> _EXTRACT_
___

Cost presents another challenge. AI is not purely a scale-driven business. Unlike traditional software, where marginal costs tend toward zero, large AI models require significant and ongoing compute resources. As usage increases, so do operational costs. While monetization models are starting to take shape in areas such as programming and enterprise applications, the path for mass consumer adoption remains uncertain. The industry is still in the early stages of defining how AI should be priced and monetized sustainably. Even developments such as Sora being scaled back by OpenAI underscore the difficulty of balancing demand, cost, and long-term viability.
Why Hardware-Led AI Matters
SAG believe hardware-led AI is emerging as a more compelling path for consumer adoption.
Processing more AI on-device, or tightly integrating it with hardware, directly addresses several of the biggest challenges mentioned above facing AI today. It helps reduce perceived privacy risks by keeping more data local, lowers latency to enable real-time interactions, and mitigates the growing issue of usage-based costs that are inherent in cloud-based AI models. As AI usage scales, these factors become increasingly important for both users and providers.
More importantly, hardware provides a stable and scalable distribution layer. Smartphones, PCs, and other connected devices are already deeply embedded in consumers’ daily lives. Over the next five years, these devices are not expected to disappear. Instead, they will evolve into the connection layer and control layer for AI adoption.
This is where users will access AI services, manage multiple AI agents, and generate and control their data. It is also where monetization will naturally occur. At the same time, user interfaces will gradually shift from app-based interactions to more agent-driven experiences, where AI operates across applications and contexts in a seamless and proactive way.
The Rise of the Multi-Agent Ecosystem
The industry is now entering a multi-agent era, where multiple AI agents coexist and collaborate across devices, platforms, and applications. This represents a shift from single-assistant models toward more distributed and specialized intelligence.

___

> _Saved entries_
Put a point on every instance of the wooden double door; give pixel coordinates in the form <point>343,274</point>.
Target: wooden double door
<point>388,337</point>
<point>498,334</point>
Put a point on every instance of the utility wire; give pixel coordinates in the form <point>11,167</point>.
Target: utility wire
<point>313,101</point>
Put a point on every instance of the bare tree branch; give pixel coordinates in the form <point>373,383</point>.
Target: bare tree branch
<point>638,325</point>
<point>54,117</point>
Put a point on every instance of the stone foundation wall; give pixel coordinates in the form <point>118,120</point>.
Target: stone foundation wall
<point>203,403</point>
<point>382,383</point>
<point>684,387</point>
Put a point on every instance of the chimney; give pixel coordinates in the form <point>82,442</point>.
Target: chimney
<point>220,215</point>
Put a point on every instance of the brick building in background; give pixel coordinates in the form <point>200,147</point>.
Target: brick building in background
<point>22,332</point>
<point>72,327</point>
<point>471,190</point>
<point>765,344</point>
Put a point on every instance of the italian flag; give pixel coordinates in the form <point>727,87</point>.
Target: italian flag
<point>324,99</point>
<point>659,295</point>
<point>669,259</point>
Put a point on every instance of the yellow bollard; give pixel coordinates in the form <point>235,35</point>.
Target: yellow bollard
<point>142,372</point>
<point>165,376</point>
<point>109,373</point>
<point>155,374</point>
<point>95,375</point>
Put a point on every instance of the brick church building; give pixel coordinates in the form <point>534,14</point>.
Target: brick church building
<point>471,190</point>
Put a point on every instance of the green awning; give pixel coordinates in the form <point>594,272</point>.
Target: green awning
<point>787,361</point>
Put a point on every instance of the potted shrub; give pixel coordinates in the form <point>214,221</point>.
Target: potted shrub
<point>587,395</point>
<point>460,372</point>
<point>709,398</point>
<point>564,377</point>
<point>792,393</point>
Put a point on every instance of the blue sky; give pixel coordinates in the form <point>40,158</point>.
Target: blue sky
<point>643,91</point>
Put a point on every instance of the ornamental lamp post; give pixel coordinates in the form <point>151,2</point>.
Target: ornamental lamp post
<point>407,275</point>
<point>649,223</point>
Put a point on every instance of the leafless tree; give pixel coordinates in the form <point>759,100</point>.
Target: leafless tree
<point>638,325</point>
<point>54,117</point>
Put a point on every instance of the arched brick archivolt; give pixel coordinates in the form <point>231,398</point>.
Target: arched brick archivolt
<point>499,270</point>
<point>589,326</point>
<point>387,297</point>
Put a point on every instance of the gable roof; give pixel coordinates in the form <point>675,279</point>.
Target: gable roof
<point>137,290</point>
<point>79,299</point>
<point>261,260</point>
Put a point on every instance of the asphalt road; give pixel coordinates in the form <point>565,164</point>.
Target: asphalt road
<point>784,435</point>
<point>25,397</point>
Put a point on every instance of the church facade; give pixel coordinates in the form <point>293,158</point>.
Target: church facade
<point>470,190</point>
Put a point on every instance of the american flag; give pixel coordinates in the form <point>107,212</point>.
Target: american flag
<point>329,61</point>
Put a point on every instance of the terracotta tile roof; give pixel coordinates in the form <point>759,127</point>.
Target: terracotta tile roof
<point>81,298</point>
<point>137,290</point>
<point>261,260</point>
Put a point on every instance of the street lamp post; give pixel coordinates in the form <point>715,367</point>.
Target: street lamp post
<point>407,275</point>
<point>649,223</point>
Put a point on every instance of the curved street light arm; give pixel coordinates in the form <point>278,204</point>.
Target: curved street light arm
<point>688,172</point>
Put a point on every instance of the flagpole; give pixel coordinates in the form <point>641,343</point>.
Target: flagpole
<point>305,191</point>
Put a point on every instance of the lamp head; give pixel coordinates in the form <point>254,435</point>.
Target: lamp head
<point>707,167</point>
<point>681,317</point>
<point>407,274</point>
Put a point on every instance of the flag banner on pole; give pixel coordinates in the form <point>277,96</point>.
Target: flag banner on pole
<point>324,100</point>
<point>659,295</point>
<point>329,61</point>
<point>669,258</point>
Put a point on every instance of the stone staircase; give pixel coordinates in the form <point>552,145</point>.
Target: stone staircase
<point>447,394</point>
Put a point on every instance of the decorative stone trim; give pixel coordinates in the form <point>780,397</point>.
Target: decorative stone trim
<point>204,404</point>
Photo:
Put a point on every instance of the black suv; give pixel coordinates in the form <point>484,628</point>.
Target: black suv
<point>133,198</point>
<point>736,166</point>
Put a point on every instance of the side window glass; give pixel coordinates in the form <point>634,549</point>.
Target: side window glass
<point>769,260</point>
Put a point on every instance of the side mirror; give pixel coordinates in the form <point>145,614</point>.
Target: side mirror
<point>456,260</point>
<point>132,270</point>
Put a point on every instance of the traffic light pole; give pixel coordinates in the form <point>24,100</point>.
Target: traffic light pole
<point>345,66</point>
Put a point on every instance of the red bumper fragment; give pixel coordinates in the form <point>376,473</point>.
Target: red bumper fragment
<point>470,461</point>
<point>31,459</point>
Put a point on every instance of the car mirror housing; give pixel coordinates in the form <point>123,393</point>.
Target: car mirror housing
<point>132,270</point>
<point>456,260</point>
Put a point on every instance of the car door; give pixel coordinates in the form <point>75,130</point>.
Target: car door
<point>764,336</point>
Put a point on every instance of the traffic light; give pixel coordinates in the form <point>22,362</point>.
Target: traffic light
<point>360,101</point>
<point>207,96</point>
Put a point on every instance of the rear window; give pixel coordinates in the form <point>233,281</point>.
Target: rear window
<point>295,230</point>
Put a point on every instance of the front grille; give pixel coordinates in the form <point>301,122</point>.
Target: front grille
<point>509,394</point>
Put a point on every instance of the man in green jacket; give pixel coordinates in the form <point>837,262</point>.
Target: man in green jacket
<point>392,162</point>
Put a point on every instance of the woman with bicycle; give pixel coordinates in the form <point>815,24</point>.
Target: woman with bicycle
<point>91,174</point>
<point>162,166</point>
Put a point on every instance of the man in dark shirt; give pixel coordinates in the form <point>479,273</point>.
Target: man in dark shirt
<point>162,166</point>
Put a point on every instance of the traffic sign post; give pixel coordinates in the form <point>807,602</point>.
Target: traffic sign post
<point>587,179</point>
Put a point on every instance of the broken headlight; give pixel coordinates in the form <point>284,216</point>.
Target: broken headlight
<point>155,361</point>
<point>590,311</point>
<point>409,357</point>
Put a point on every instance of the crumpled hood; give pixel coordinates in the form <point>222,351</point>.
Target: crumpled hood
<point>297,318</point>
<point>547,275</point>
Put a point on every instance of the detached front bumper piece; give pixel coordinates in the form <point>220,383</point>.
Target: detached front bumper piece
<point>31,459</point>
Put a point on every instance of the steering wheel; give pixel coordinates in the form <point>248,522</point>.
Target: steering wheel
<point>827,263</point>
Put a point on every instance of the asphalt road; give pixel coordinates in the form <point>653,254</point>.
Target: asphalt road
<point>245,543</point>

___

> _TASK ITEM 1_
Render this sentence from the AI hardware piece in Spanish: "Over the next five years, these devices are not expected to disappear."
> _TASK ITEM 2_
Carry the AI hardware piece forward from its final sentence, writing the next part.

> _RESULT 1_
En los próximos cinco años, no se espera que estos dispositivos desaparezcan.

> _RESULT 2_
Early signals of this transition are already visible. The Samsung Galaxy S26 introduces initial forms of multi-agent structure, while Apple is moving in a similar direction through deeper system-level AI integration. In this emerging model, devices act as the structure layer, AI agents become the service layer, and ecosystems form the foundation of competitive advantage.
Trust as the New Competitive Advantage
The recent challenges faced by Meta indicates a critical shift in the AI landscape. The competition is no longer defined solely by model performance. It is increasingly shaped by public and consumers’ trust.
Companies that face trust deficits are likely to encounter regulatory friction, slower adoption, and greater resistance from users. In contrast, established hardware players such as Apple and Samsung enter this phase with clear advantages. They benefit from large hardware installed bas and user bases, established distribution channels, and long-standing consumer relationships built around hardware reliability and ecosystem integration.
These factors position them well to distribute AI services at scale, integrate multiple AI agents into a unified experience, and monetize AI through a combination of devices, services, and ecosystem lock-in.
SAG Takeaway
AI models will continue to improve rapidly, but the next phase of competition will be defined more by who controls the interface, the distribution layer, and the trust relationship with users.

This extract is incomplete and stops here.